## AVAILABLE RECORDS
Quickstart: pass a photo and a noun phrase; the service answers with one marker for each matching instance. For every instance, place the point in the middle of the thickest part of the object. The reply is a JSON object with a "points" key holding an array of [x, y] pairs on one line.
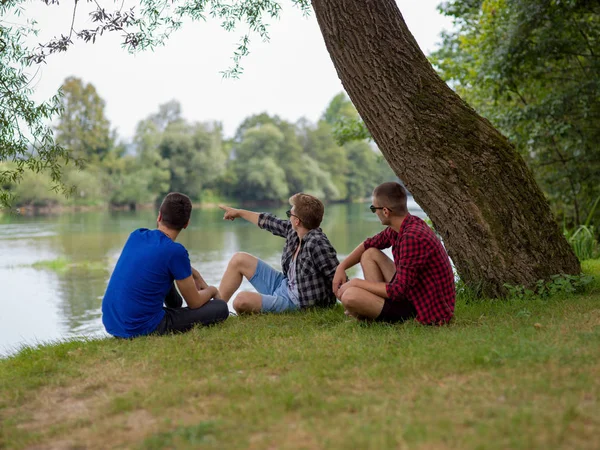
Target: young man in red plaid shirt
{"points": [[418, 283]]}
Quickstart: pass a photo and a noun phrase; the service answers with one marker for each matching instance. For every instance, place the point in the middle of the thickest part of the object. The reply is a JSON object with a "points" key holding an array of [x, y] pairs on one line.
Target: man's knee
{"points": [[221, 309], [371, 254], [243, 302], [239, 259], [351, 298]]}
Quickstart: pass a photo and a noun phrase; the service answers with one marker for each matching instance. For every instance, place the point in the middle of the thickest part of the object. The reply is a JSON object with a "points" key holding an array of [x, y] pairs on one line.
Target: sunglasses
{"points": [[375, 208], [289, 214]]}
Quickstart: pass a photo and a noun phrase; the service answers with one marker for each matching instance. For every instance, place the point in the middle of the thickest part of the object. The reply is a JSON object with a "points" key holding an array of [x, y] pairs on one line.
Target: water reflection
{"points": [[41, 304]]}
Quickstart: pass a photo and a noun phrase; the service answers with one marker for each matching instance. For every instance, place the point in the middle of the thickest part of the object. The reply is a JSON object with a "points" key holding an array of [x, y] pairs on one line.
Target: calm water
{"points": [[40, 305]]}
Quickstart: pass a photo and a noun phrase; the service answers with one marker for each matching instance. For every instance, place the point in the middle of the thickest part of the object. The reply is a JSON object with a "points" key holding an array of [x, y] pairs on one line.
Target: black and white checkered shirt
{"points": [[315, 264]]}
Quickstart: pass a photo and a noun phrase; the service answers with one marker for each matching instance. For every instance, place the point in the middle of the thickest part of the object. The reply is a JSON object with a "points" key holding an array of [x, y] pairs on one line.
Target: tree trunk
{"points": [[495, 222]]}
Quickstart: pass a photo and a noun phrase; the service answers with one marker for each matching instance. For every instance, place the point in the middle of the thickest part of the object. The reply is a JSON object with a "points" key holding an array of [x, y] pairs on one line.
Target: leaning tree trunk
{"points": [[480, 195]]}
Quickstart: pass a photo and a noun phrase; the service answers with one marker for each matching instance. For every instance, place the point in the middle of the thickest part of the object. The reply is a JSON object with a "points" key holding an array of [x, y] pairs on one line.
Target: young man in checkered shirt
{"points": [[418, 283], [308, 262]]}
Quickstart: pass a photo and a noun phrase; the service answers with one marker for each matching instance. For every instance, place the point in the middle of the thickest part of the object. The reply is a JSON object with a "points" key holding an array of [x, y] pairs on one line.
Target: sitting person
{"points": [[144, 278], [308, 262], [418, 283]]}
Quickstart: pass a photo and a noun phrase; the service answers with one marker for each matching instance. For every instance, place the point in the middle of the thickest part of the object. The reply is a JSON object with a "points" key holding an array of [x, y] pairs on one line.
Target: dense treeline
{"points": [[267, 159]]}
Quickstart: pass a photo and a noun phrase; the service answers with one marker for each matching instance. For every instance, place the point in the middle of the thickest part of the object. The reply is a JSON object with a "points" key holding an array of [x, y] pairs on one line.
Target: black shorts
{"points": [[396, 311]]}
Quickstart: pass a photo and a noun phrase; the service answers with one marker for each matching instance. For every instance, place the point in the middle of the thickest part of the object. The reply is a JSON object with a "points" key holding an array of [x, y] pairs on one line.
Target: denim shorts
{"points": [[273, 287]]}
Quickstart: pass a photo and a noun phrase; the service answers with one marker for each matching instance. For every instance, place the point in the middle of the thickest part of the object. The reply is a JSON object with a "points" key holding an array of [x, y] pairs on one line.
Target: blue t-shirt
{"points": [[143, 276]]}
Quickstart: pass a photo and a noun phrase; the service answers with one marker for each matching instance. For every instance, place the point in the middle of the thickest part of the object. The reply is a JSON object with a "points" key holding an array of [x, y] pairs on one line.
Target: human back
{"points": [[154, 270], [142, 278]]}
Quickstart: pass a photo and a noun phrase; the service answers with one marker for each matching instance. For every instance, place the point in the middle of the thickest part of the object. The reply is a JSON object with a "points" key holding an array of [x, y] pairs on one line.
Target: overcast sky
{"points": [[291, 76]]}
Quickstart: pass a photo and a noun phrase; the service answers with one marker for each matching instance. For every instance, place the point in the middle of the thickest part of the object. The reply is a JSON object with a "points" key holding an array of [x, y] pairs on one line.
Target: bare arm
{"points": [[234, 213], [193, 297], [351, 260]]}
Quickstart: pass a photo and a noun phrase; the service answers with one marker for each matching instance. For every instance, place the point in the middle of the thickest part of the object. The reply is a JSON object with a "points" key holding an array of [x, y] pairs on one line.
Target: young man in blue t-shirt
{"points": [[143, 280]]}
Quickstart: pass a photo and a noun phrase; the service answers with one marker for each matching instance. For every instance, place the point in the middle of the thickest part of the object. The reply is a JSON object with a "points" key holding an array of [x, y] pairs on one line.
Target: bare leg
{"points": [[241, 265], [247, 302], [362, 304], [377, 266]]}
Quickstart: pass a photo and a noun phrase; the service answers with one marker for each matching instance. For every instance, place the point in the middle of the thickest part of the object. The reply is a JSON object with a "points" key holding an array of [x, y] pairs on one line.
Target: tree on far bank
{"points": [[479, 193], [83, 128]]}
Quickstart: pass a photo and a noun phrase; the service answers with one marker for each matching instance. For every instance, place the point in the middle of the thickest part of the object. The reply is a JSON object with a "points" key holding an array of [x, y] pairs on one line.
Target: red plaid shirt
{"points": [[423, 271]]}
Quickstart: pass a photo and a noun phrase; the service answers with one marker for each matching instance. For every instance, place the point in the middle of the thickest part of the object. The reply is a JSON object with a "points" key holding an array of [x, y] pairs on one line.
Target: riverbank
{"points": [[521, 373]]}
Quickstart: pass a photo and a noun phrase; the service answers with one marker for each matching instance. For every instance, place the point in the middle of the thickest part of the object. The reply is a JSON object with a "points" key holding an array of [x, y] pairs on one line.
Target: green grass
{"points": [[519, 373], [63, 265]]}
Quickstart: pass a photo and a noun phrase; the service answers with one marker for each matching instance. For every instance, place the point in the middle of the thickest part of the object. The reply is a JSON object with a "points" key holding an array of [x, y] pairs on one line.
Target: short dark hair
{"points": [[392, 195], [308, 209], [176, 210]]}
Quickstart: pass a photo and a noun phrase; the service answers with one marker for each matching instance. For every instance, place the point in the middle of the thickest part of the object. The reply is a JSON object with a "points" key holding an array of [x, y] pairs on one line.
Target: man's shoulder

## WRITTEN INSTRUCTION
Repeat the records above exactly, leaving out any pictures they contain.

## COMPLETED TASK
Quickstart: pass a photo and a noun phrase; the service answers with one marker for each matching instance. For every instance, place the point in the middle of the thickest part of the object. The reply is a JSON object with a "points" key holding an array of [x, y] pairs on one line.
Target: young man in red plaid shirt
{"points": [[418, 283]]}
Quickstart: pass a photo and a noun phrase; the service answers with one marker for each matching instance. For every instance, place the point in the middle of the thickest part of the object. The reply is a JSON object with a "points" key holding an array of [x, y] pairs on one line.
Target: man's knee
{"points": [[221, 309], [371, 254], [243, 302], [239, 259], [351, 298]]}
Quickstart: pass a photo and a noun phrase; the service answers with one marker for each matching instance. For every instance, place the point in the middle of the thickest part of the object. The reply is a JSON object with a "points" key holding an array of [x, y] pairs on one line.
Target: sunglasses
{"points": [[375, 208], [289, 214]]}
Quickstart: pass a photo and a noun phrase; the service answers with one marker for each matching instance. For every instance, place the point in the middle of the thickest part of the object. The reply is a JSON object with a "points" key holding an array of [x, y] pairs on one line.
Target: water reflection
{"points": [[41, 304]]}
Quickstart: pass a photo and a noun phrase; the service answers with one marker for each matching instance. For every instance, place the point in the middle of the thickest part of the object. The reply is a JSON object with a "points" key holding an array of [x, y] pairs on one line.
Target: calm water
{"points": [[40, 305]]}
Quickstart: pass a photo and a noun phrase; the service answers with one marker for each matching instance. For every instance, place the point in the middle of the thickest part of the object. The reply is a JSON object with a "points" key holding an array of [x, y] pairs on one line.
Target: black and white checkered shirt
{"points": [[315, 264]]}
Quickstart: pass a photo and a noun phrase; the service answers with one marker for each matching instance. For every instance, place the point in the middle of the thickest part of the object. The reply is a JSON object with a "points" key holding an array of [x, y] pairs on one line.
Target: tree trunk
{"points": [[495, 222]]}
Quickstart: pass a photo and a noun phrase; the service answers with one marker for each matching instance. For every instance, place the point in the middle of the thickest part of the object. The reply is a JSON object with a "points" key holding an array of [x, y] pairs on one line.
Target: leaning tree trunk
{"points": [[480, 195]]}
Quickstart: pass a photo and a noun phrase; the service answers with one marker for each matching instance. For every instance, place the point in the middle of the thickest part of the object. The reply is a JSON object with a "points" key holding an array of [x, y] pairs on one line.
Target: young man in checkered shirt
{"points": [[418, 283], [308, 262]]}
Quickstart: pass a photo and a noun phrase; the service answers with one marker for each matching instance. For every instance, place the point in the middle of the thickest part of the object. The reply is a JSON object with a "points" key holding an array of [x, y] pairs on one line.
Target: sitting person
{"points": [[144, 278], [308, 262], [418, 283]]}
Quickstart: pass a photo and a noun phrase; the service answers with one marker for each matching instance. For every instance, place the point in the middle of the thickest part of the object. The reply is a JSON object with a "points" key holding an array of [x, y] pairs on one line.
Target: dense treeline
{"points": [[267, 159]]}
Quickstart: pass a photo and a noun phrase; the service answers with one marker for each matching instance. For every instance, place the point in the middle of the thickest part of the object. The reply is a JSON object with a "points" key holding an array of [x, y] pairs on one line.
Target: black shorts
{"points": [[396, 311]]}
Quickstart: pass a photo and a noun phrase; the service answers with one marker for each matching instance. For every instance, place the point in the middle of the thickest part of the object. The reply is a JSON object with a "points" key holding an array of [x, y] pairs on one line.
Target: denim shorts
{"points": [[273, 287]]}
Quickstart: pass a photo and a noun phrase; the service answers with one marker for each matching instance. For every instance, place the point in the middle of the thickest part of the object. The reply is a JSON object with a "points" key holding an array of [x, y] pairs on one line.
Target: blue t-shirt
{"points": [[143, 276]]}
Quickstart: pass a photo and a noun phrase; the service answers with one marker for each matching instance. For every instance, place the point in the middle of the thickest part of the object. The reply is a JSON object with a "points" key holding an array of [x, y] pairs on one line.
Target: human back
{"points": [[154, 270], [142, 278]]}
Quickstart: pass a photo and a noun phrase; the service answers with one marker for each matching instance. For every instance, place the point in the middle of the thickest part of the object. The reply is a JSON object with a "points" key holding an array of [x, y] pairs on one line.
Target: overcast sky
{"points": [[291, 76]]}
Quickstart: pass a photo and a noun phrase; the service answers with one marker for each matching instance. For every instance, place the point in the middle of the thickest part of the object. The reply is a JSON object with a "points" key holding an array of [x, y] pairs on one line.
Target: bare arm
{"points": [[234, 213], [193, 297], [351, 260]]}
Quickstart: pass a photo and a noun phrase; the service answers with one marker for each matching instance. For every instance, place the point in the middle of the thickest part of the object. The reply is a JSON object with a "points" key holding an array of [x, y] pairs on one line.
Target: young man in blue t-shirt
{"points": [[143, 280]]}
Quickstart: pass a photo and a noun phrase; the service answers with one marker for each matching instance. For every instance, place the point in the middle of the thickest part of the object. The reply is a JSON object with a "points" key holding an array of [x, y] pairs on one line.
Target: bare leg
{"points": [[241, 265], [247, 302], [362, 304], [377, 266]]}
Quickstart: pass a photo and a noun phrase; the service answers with one marker for each matching instance. For every instance, place the point in the middle of the thickest part of the object. The reply is a JSON object with a "points" key holding an array of [x, y] pairs on one line.
Target: tree on far bank
{"points": [[479, 193], [83, 128]]}
Quickstart: pass a photo and a noun phrase; the service answers with one marker for each matching instance. For every instance, place the point in the middle of the thickest part of the object. The reply is a JSON object with a "points" key holding an array of [x, y] pairs on one line.
Target: red plaid shirt
{"points": [[423, 271]]}
Quickstart: pass a photo and a noun phrase; the service answers with one marker for each matching instance. For every instance, place the point in the middle of the thickest part of the object. The reply is a JSON object with a "points" key holding an array of [x, y] pairs on one line.
Target: riverbank
{"points": [[521, 373]]}
Quickstart: pass a photo and a noun phrase; the service answers with one marker for each matching instance. For every instance, place the point in the middle of the thickest part of the object. The reply is a JSON object with a "points" key holding an array of [x, y] pairs on one line.
Target: green grass
{"points": [[519, 373], [63, 265]]}
Quickstart: pass a photo and a noun phrase; the service answers with one marker for each matching instance. For every instance, place the point in the middle of the thickest part of the object. The reply is a JSON object with a "points" key holding an array of [x, y] pairs on one line.
Target: short dark hair
{"points": [[392, 195], [308, 209], [176, 210]]}
Quickstart: pass a photo and a noun phrase; the service answers with one marker for each matching instance. For every instance, place the point in the middle of the thickest part of the object. The reply is a JSON object with a "points" key holding an array of [x, y] pairs on one line.
Target: man's shoulder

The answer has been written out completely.